### EXCERPTED TEXT
___
Determining the coverage of the user field may include generating the test communication message while increasing a value of the user field, and then sending the test communication message to the fuzzing target system, determining a maximum value of the user field depending on whether an error is present in a response message to the test communication message that has been sent to the fuzzing target system, generating the test communication message while decreasing the value of the user field, and then sensing the test communication message to the fuzzing target system, and determining a minimum value of the user field depending on whether an error is present in a response message to the test communication message that has been sent to the fuzzing target system.
The program may further perform generating a fuzzing communication message to be sent to the fuzzing target system based on the generated protocol data model.
In accordance with a further aspect of the present invention to accomplish the above object, there is provided a fuzzing preprocessing method for automating smart network fuzzing, including collecting communication message samples that are sent by a fuzzing target client to a fuzzing target system, comparing the collected communication message samples with each other, and then identifying sizes and types of fields of a fuzzing target protocol, determining a property of a protocol field value classified as one of a text property, a binary property, an integer (Int) property, and a floating-point number (Float) property with reference to ASCII code, sending a test communication message, generated while increasing or decreasing a value of a user field, to the fuzzing target system, and thereafter determining a coverage of the user field based on whether an error is present in a response message from the fuzzing target system, storing a fuzzing protocol data model having a field number, a field type, a field size, a field value property, and a field value of the fuzzing target protocol, as elements, and generating a fuzzing communication message to be sent to the fuzzing target system based on the stored puzzling protocol data model.
___
### STORED RECORDS
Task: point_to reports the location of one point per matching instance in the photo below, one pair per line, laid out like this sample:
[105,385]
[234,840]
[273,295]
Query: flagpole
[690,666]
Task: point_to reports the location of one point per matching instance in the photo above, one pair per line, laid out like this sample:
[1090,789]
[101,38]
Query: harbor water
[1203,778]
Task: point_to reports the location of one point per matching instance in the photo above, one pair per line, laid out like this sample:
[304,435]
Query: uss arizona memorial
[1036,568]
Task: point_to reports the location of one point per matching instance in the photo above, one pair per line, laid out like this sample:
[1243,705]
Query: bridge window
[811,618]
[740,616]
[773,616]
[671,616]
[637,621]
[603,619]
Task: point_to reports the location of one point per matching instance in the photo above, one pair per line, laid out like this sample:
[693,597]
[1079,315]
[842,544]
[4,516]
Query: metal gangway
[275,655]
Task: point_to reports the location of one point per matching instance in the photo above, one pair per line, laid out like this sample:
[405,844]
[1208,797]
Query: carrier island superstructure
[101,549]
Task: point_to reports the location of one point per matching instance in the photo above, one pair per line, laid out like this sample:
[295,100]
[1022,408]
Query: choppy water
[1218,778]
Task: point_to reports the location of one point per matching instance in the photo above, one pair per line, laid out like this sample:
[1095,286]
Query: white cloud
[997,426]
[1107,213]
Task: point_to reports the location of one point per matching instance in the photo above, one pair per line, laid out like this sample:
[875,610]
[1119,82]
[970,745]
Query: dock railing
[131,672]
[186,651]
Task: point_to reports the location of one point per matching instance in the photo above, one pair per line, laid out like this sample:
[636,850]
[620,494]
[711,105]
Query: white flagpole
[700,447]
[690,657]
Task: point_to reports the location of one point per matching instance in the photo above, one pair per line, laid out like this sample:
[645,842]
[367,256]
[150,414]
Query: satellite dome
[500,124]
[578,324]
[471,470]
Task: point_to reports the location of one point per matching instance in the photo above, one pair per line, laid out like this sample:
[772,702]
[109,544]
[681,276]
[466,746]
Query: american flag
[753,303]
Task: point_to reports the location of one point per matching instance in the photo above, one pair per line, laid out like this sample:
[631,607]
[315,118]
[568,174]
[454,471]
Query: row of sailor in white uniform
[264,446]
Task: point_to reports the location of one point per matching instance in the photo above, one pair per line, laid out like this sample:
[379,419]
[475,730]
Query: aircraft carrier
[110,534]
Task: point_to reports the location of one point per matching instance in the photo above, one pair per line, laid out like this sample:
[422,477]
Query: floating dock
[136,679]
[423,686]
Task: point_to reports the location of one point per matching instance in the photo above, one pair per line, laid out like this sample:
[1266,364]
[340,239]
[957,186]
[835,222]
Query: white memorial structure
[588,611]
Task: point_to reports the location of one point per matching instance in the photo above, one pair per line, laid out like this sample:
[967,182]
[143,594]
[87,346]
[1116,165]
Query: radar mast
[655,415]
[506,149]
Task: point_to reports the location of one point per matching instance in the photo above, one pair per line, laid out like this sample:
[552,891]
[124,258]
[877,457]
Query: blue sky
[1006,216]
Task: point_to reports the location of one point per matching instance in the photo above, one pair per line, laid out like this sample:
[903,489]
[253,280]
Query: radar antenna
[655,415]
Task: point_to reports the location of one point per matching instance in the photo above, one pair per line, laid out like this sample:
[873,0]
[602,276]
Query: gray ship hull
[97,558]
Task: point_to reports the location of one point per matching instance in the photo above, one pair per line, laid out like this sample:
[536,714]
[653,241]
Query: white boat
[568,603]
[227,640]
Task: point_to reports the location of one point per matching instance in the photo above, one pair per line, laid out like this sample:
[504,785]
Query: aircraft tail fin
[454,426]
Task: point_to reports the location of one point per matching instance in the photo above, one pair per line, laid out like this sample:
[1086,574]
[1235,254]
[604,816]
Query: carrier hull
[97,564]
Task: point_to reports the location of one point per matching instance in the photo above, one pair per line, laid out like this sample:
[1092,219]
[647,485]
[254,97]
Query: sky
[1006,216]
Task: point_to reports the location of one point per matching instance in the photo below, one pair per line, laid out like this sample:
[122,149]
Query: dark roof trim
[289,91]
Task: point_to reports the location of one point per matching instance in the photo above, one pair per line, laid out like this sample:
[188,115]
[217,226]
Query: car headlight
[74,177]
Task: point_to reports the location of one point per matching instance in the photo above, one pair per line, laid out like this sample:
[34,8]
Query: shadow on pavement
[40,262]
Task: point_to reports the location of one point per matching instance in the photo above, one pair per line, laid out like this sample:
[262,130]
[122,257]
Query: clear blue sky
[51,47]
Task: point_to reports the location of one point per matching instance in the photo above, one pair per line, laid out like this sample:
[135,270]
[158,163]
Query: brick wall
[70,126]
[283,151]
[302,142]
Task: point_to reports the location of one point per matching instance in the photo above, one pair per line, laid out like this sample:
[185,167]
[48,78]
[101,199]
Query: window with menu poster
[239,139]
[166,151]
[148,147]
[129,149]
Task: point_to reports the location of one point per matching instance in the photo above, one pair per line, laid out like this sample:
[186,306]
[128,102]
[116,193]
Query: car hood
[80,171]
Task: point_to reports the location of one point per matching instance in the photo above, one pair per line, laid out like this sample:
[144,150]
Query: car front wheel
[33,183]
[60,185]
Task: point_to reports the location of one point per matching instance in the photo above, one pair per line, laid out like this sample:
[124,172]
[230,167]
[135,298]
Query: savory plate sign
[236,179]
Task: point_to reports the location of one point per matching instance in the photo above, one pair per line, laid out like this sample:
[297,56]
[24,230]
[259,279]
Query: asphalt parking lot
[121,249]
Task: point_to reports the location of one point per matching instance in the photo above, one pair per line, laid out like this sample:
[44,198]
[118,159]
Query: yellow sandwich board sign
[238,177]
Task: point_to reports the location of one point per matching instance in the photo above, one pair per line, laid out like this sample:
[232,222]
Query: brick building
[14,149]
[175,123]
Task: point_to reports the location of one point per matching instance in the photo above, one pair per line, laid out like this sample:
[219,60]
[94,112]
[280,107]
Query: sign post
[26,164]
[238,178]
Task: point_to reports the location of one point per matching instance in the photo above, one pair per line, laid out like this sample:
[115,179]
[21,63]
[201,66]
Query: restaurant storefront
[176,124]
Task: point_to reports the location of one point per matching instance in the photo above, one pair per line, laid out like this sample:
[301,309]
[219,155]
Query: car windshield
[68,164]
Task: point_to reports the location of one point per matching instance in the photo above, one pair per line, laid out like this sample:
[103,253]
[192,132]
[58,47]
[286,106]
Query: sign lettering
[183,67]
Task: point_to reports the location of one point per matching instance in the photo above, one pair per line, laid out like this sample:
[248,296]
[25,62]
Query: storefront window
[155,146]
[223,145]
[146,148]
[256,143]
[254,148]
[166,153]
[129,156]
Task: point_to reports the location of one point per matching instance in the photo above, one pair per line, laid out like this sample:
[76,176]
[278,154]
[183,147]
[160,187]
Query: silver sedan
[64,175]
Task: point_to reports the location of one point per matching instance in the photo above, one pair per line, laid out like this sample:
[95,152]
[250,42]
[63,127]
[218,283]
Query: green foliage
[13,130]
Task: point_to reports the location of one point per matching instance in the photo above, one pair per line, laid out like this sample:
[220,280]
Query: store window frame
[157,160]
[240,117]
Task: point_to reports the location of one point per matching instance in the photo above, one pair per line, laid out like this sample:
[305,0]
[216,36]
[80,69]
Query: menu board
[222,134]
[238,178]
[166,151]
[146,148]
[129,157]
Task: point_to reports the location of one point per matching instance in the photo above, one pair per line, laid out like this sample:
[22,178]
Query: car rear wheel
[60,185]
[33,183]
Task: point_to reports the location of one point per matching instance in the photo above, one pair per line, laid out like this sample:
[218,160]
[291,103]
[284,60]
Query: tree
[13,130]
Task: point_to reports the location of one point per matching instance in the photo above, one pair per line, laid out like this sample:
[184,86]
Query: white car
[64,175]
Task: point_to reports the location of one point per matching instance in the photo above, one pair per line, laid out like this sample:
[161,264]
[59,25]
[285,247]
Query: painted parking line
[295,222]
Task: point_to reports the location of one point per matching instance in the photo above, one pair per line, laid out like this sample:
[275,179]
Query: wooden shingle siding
___
### STATED GOAL A
Translate this sentence from the fuzzing preprocessing text into Spanish: "The program may further perform generating a fuzzing communication message to be sent to the fuzzing target system based on the generated protocol data model."
### STATED GOAL B
Pick up the fuzzing preprocessing text after its final sentence and continue it.

### EXPECTED ANSWER A
El programa puede realizar además la generación de un mensaje de comunicación de fuzzing que se enviará al sistema objetivo de fuzzing, basándose en el modelo de datos de protocolo generado.

### EXPECTED ANSWER B
Collecting the communication message samples may include requesting the fuzzing target client to send a communication message including specific user data to the fuzzing target system, and thereafter collecting a first sample message, requesting the fuzzing target client to send a communication message including user data identical to the specific user data to the fuzzing target system, and thereafter collecting a second sample message, and requesting the fuzzing target client to send a communication message including user data different from the specific user data to the fuzzing target system, and thereafter collecting a third sample message, identifying the sizes and the types of the fields of the fuzzing target protocol may be configured to determine a time point at which the sizes of the fields are to be measured depending on whether lengths of the first sample message and the third sample message are different from each other, and each of the types of the fields of the fuzzing target protocol may be identified as a constant field in which a fixed value is set, a user field in which a variable value is set, a sequence number field in which a sequence number of a corresponding message is set, a counter field in which lengths of fields are set, or a checksum field in which checksum data of the fields is set, based on results of comparative analysis of the first to third sample messages.
The above and other objects, features and advantages of the present invention will be more clearly understood from the following detailed description taken in conjunction with the accompanying drawings, in which:
Advantages and features of the present invention and methods for achieving the same will be clarified with reference to embodiments described later in detail together with the accompanying drawings. However, the present invention is capable of being implemented in various forms, and is not limited to the embodiments described later, and these embodiments are provided so that this invention will be thorough and complete and will fully convey the scope of the present invention to those skilled in the art. The present invention should be defined by the scope of the accompanying claims. The same reference numerals are used to designate the same components throughout the specification.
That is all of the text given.